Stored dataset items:
────

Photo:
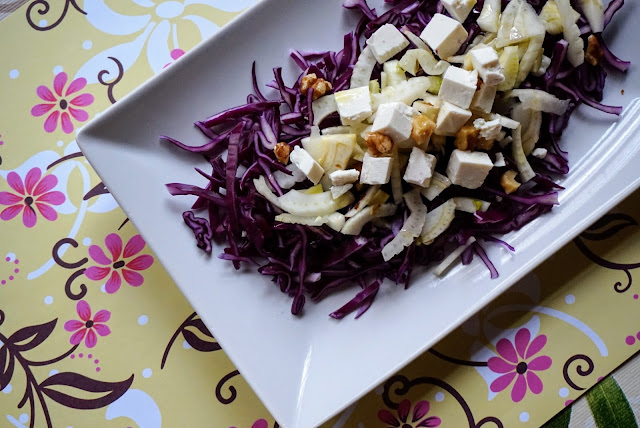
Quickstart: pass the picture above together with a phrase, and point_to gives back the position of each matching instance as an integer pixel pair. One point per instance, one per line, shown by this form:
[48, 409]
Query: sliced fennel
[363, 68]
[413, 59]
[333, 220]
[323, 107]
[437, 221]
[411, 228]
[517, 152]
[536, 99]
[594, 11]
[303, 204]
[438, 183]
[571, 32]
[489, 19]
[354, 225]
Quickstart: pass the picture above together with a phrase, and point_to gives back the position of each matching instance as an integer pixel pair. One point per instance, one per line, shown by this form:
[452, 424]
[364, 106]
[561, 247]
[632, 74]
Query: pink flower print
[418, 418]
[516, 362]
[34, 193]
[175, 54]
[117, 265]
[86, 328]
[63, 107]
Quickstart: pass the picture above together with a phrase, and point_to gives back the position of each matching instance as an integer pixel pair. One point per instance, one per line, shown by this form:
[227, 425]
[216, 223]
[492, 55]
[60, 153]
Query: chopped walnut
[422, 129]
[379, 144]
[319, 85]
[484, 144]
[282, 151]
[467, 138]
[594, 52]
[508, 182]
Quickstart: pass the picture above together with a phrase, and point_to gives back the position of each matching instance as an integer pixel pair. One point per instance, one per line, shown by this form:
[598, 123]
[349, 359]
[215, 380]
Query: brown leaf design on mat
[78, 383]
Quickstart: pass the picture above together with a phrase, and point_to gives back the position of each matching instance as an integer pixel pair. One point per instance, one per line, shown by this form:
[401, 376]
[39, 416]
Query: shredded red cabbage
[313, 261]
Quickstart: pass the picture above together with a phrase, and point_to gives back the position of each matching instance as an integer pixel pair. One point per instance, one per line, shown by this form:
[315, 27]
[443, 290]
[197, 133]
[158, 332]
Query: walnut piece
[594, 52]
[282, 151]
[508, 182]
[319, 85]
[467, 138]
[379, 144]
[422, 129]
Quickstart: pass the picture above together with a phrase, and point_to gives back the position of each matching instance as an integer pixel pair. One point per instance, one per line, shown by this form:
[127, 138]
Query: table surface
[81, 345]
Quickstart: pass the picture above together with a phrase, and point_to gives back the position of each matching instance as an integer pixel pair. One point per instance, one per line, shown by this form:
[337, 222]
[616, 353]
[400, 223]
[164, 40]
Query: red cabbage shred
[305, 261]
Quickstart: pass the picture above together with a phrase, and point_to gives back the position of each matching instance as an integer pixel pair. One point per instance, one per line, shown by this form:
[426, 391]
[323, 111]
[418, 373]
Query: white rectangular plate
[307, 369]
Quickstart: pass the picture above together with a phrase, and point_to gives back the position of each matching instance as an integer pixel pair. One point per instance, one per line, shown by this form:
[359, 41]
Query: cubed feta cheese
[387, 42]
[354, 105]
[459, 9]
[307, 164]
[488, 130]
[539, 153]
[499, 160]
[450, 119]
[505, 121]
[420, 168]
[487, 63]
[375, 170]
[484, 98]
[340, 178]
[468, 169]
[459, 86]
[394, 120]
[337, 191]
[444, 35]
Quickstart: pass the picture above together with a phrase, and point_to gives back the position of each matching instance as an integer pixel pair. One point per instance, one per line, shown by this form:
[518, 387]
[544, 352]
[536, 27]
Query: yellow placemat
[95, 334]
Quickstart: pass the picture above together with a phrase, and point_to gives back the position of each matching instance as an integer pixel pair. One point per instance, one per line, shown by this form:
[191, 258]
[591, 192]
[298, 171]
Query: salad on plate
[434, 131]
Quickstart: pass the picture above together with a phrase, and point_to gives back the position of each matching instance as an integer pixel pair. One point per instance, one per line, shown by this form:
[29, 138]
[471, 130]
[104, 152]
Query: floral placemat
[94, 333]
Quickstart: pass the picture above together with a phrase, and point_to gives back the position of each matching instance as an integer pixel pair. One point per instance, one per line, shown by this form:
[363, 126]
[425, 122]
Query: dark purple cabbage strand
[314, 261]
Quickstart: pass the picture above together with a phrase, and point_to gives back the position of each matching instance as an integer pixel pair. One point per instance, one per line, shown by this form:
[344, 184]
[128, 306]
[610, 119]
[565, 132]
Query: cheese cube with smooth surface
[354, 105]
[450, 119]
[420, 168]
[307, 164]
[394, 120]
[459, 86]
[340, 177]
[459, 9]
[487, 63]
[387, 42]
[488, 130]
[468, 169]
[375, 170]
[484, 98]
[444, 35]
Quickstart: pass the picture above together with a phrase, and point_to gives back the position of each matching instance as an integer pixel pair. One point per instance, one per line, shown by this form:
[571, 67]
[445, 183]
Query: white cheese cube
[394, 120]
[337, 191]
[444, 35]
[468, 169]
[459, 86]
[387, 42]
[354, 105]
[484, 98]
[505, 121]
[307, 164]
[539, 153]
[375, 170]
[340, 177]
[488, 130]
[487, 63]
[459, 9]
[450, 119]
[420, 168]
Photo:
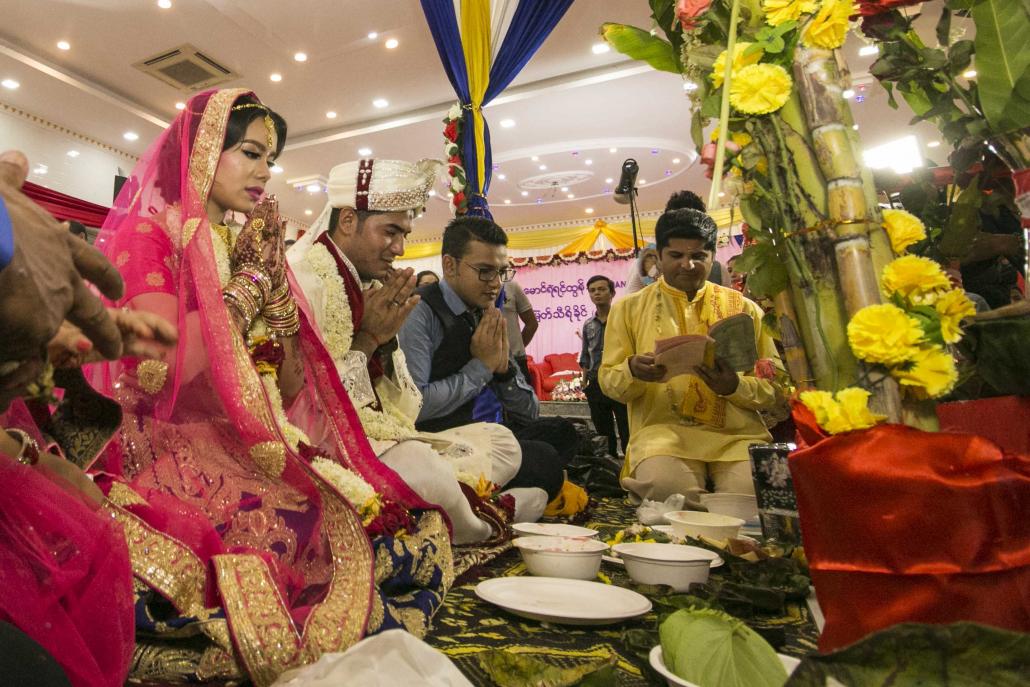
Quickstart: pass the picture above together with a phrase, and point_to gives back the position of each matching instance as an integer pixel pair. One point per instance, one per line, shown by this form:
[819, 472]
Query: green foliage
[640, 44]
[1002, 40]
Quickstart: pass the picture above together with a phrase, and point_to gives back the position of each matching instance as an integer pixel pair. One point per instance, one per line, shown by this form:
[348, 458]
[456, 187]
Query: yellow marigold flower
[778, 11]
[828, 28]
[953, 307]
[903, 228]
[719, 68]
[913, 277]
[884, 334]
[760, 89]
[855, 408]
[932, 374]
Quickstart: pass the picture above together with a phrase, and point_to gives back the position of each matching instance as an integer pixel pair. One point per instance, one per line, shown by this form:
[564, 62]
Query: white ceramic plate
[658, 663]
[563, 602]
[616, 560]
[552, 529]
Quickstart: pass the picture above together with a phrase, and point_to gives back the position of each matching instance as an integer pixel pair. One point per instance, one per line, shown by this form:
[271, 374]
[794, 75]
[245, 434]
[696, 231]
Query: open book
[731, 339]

────

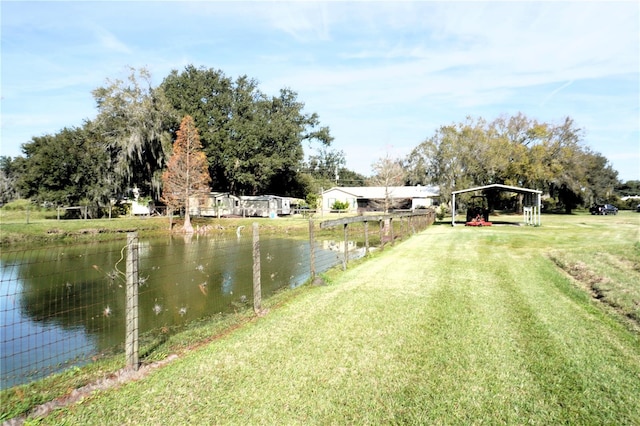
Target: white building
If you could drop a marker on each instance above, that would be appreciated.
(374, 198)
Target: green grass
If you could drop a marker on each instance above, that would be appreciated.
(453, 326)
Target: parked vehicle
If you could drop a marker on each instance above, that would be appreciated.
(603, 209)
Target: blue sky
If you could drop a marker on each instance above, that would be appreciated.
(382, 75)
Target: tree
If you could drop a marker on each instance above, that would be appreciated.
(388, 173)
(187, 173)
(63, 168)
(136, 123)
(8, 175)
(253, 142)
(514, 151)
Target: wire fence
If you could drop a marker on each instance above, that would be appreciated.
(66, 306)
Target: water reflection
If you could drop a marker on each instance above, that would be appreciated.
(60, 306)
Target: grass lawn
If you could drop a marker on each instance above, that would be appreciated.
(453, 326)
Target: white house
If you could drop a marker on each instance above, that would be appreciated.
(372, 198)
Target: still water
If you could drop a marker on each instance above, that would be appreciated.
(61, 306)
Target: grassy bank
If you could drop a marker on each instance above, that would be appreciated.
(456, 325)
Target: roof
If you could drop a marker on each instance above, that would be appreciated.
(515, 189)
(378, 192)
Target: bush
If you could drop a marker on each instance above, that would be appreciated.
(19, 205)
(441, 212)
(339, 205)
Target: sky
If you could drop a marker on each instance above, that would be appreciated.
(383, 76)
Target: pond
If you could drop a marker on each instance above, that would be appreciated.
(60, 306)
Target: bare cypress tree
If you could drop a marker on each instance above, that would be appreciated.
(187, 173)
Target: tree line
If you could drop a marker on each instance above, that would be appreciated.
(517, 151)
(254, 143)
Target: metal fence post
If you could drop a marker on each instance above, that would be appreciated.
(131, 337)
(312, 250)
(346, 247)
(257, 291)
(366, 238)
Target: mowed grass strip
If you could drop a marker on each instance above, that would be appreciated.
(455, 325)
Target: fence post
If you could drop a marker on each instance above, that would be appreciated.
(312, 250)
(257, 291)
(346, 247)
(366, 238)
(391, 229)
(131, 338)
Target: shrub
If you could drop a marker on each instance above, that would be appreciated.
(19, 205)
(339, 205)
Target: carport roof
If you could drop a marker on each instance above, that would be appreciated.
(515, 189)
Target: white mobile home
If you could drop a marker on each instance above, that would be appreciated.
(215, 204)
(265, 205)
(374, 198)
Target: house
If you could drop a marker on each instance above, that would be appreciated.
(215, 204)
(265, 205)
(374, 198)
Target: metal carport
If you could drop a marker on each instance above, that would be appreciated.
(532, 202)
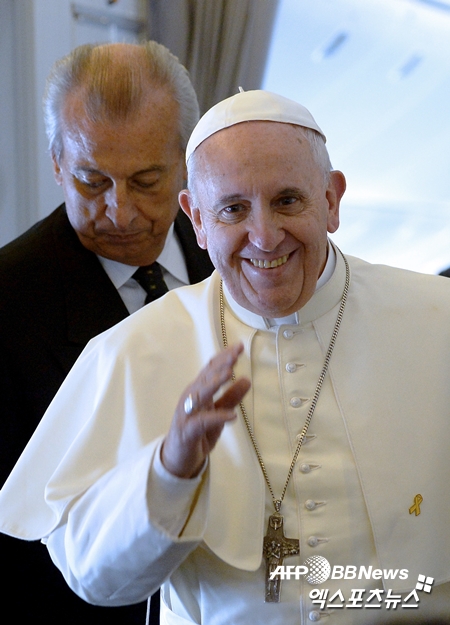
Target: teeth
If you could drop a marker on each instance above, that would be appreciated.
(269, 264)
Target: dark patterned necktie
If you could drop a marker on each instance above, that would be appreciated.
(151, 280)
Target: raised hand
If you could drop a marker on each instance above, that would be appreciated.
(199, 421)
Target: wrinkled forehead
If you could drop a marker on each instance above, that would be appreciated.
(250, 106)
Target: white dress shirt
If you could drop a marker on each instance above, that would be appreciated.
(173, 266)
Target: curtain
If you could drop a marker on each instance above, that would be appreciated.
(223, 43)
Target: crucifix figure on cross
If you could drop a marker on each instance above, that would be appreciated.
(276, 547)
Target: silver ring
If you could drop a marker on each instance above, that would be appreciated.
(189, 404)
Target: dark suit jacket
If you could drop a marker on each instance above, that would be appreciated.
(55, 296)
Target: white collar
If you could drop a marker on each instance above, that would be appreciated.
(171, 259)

────

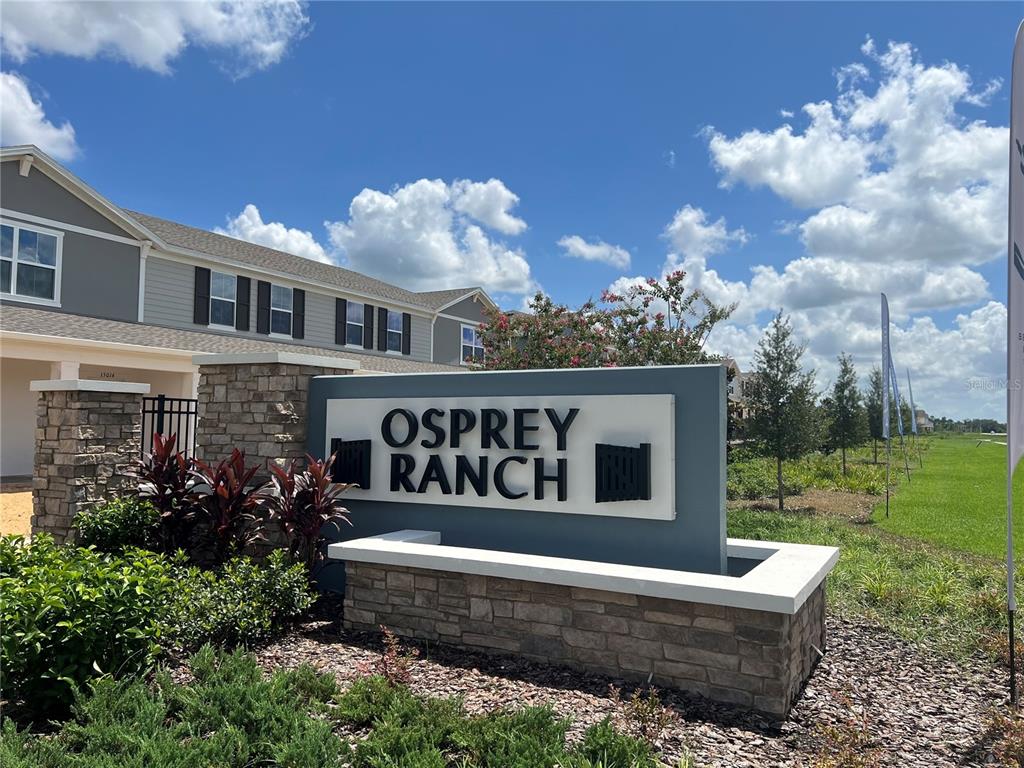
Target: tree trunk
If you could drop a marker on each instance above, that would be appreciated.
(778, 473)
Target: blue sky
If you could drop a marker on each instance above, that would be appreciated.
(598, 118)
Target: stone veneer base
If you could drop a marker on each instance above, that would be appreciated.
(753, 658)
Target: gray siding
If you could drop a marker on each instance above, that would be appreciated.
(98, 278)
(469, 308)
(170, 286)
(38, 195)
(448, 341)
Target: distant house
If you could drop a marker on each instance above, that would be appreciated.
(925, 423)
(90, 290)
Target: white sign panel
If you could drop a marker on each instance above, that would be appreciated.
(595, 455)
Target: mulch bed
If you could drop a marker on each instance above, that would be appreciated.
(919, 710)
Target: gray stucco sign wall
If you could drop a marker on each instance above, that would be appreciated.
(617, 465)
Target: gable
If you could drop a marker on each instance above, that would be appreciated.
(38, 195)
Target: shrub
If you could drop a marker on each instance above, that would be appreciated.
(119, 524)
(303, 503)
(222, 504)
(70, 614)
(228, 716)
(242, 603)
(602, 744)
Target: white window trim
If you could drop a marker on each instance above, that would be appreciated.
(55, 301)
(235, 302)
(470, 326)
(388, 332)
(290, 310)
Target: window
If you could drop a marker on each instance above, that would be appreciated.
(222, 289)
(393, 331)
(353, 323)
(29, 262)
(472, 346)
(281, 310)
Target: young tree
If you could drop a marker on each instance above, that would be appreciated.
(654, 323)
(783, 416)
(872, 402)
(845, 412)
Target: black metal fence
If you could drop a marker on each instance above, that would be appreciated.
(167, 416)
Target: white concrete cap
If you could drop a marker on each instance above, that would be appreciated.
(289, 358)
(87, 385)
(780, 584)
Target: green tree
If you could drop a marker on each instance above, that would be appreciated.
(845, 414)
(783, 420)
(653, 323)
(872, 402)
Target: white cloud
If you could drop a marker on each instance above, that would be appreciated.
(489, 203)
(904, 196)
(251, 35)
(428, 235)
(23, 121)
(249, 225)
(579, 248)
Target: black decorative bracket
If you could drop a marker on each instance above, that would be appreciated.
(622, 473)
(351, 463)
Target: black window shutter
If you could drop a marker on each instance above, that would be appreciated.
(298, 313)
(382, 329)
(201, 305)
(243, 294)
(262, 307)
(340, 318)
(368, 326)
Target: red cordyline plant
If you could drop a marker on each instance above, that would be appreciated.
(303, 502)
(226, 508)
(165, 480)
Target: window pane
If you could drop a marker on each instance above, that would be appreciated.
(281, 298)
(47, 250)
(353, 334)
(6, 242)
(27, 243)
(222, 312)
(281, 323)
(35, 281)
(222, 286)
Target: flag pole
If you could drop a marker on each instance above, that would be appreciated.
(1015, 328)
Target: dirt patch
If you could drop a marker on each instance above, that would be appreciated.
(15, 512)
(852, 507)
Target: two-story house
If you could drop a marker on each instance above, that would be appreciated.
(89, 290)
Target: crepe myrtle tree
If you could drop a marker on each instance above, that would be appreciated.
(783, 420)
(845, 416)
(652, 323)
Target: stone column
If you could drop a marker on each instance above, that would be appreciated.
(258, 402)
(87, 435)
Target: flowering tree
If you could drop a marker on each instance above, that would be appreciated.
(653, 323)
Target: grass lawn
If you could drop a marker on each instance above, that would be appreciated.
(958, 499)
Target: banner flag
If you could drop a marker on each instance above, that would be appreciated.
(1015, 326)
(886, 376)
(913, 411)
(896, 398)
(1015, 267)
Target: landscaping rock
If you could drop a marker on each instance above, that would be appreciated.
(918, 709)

────

Task description:
Using the records above, copy every line that has the word "window" in it.

Finished task:
Target: white window trim
Target: window
Target: black window shutter
Target: window pane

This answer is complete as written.